Given problem A. In the configuration reference below, what is the default value of connect_timeout?

****

Topic routing supports placeholders: {database}, {schema}, {table}. See CDC Configuration Reference for details.


Configuration Reference

Connection Settings

Parameter Type Default Description
host string localhost PostgreSQL host
port u16 5432 PostgreSQL port
database string required Database name
user string required Username
password string required Password
connection_string string - Alternative: full connection URI
connect_timeout duration 30s Connection timeout
socket_timeout duration 60s Socket read/write timeout

Replication Settings

Parameter Type Default Description
slot_name string required Replication slot name (unique)
publication_name string required Publication name
auto_create_slot bool true Auto-create slot if missing
auto_create_publication bool true Auto-create publication if missing
drop_slot_on_stop bool false Drop slot on shutdown (dev only)

Table Selection

Parameter Type Default Description
tables list [] Tables to include (empty = all)

****

Given problem B. Lay out the rows from the line with "Practice. Point out each instance of the wooden" up to and including the line with "pixel 131 142" as a Markdown table with columns n and Line, giving each line its row number and leaving out blank lines.

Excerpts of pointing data
****

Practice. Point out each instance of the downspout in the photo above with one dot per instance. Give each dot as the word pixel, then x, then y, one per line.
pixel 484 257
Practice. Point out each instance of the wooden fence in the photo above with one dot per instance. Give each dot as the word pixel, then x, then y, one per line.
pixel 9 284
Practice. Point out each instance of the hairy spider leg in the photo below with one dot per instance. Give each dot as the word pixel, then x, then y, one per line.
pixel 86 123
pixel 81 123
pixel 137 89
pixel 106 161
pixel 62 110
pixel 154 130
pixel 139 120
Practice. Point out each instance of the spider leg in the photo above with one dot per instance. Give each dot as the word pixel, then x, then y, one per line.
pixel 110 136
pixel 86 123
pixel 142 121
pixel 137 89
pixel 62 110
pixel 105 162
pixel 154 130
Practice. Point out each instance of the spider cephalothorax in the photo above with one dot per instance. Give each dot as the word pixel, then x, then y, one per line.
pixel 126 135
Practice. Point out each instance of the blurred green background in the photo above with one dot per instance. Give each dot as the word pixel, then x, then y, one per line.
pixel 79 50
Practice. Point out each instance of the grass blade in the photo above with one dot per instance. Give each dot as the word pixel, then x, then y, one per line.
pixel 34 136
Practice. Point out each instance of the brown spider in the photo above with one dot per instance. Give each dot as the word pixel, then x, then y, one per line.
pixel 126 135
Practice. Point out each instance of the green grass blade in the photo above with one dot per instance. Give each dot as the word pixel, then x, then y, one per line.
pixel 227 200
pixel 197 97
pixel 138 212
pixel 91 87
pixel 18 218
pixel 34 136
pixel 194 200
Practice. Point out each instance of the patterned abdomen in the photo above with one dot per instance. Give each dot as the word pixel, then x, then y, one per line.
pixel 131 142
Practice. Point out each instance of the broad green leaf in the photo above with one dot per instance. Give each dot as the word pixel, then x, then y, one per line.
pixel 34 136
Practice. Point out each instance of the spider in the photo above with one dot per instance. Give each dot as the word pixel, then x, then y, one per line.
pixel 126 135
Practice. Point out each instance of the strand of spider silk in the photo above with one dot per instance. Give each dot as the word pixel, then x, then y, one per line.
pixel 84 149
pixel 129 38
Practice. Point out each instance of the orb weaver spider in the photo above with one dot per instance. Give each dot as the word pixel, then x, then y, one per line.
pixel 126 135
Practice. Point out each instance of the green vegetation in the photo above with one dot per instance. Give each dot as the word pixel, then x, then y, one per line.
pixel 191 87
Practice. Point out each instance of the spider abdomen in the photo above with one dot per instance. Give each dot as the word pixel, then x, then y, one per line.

****

Correct output A. 30s

Correct output B.
| n | Line |
|---|---|
| 1 | Practice. Point out each instance of the wooden fence in the photo above with one dot per instance. Give each dot as the word pixel, then x, then y, one per line. |
| 2 | pixel 9 284 |
| 3 | Practice. Point out each instance of the hairy spider leg in the photo below with one dot per instance. Give each dot as the word pixel, then x, then y, one per line. |
| 4 | pixel 86 123 |
| 5 | pixel 81 123 |
| 6 | pixel 137 89 |
| 7 | pixel 106 161 |
| 8 | pixel 62 110 |
| 9 | pixel 154 130 |
| 10 | pixel 139 120 |
| 11 | Practice. Point out each instance of the spider leg in the photo above with one dot per instance. Give each dot as the word pixel, then x, then y, one per line. |
| 12 | pixel 110 136 |
| 13 | pixel 86 123 |
| 14 | pixel 142 121 |
| 15 | pixel 137 89 |
| 16 | pixel 62 110 |
| 17 | pixel 105 162 |
| 18 | pixel 154 130 |
| 19 | Practice. Point out each instance of the spider cephalothorax in the photo above with one dot per instance. Give each dot as the word pixel, then x, then y, one per line. |
| 20 | pixel 126 135 |
| 21 | Practice. Point out each instance of the blurred green background in the photo above with one dot per instance. Give each dot as the word pixel, then x, then y, one per line. |
| 22 | pixel 79 50 |
| 23 | Practice. Point out each instance of the grass blade in the photo above with one dot per instance. Give each dot as the word pixel, then x, then y, one per line. |
| 24 | pixel 34 136 |
| 25 | Practice. Point out each instance of the brown spider in the photo above with one dot per instance. Give each dot as the word pixel, then x, then y, one per line. |
| 26 | pixel 126 135 |
| 27 | Practice. Point out each instance of the green grass blade in the photo above with one dot per instance. Give each dot as the word pixel, then x, then y, one per line. |
| 28 | pixel 227 200 |
| 29 | pixel 197 97 |
| 30 | pixel 138 212 |
| 31 | pixel 91 87 |
| 32 | pixel 18 218 |
| 33 | pixel 34 136 |
| 34 | pixel 194 200 |
| 35 | Practice. Point out each instance of the patterned abdomen in the photo above with one dot per instance. Give each dot as the word pixel, then x, then y, one per line. |
| 36 | pixel 131 142 |